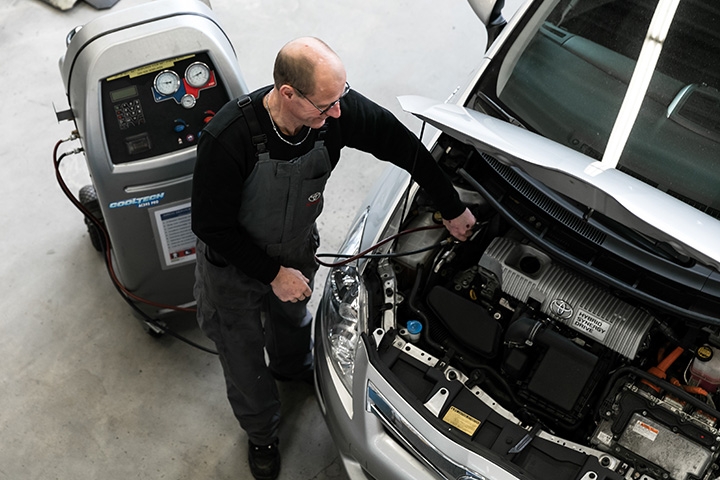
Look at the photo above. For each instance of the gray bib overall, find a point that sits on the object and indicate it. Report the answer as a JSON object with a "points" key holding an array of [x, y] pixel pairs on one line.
{"points": [[280, 202]]}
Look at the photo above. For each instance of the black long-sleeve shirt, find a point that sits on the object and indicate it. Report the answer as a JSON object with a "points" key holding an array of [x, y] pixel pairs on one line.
{"points": [[226, 157]]}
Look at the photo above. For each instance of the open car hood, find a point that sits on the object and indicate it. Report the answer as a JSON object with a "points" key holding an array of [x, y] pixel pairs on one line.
{"points": [[603, 189]]}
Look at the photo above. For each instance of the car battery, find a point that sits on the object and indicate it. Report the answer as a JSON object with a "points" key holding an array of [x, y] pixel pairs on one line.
{"points": [[141, 84]]}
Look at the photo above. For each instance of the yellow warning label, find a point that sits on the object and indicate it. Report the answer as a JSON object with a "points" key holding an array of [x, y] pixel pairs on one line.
{"points": [[462, 421], [145, 69]]}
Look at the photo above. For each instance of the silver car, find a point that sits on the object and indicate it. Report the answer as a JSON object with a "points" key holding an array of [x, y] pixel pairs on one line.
{"points": [[576, 335]]}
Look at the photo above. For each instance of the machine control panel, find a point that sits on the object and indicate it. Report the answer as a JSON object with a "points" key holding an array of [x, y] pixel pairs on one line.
{"points": [[159, 108]]}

> _What the task asks_
Set the entries down again exactly. Do not include the images.

> _Output for this exercise_
Look at the photo above. For each instance of the gray bib overall, find a point that sits on the object and indicate it. Report the answer as a JSON object with a "points" key holding an array of [x, y] pixel pairs on one line.
{"points": [[280, 202]]}
Look at the photo above. For each instance of the black long-sleeve shirt, find a point that sits on the object and indicate it. Report the answer as a JSON object with a "points" key holding an array of [x, y] pixel pairs on one line.
{"points": [[226, 157]]}
Look at the photo above. For each instance of the open car hood, find a point that sits on the object and indicate it. Report the answer as a JSON object with a "points" key holding an array of [x, y] pixel pairs on one line.
{"points": [[603, 189]]}
Look at the photo above. For each instance of the car battery, find a point that sits on the object and indicate it. Report the answer as a JSON object with a "points" key holding an array of [x, y] pixel pairs on one line.
{"points": [[141, 84]]}
Look at the photo above. For each instance of the yellow warning label, find a point that sits on the object and indicate it. Report the answer as a JSON object with a "points" key holding an array of [x, y] pixel pairs on one line.
{"points": [[462, 421], [145, 69]]}
Look at the photo above. For each instance of the silver car, find a point that sits on the object and indicate it. Report the answer as a JSON object with a "points" key holding an array of [x, y] pixel pairs on one line.
{"points": [[576, 335]]}
Look at the photo above. For each instance of the machine control panel, find a point that sits on the object and indicate it. Report the answer as a JSON object with a "points" key holding an array of [x, y] pixel pairs on one line.
{"points": [[159, 108]]}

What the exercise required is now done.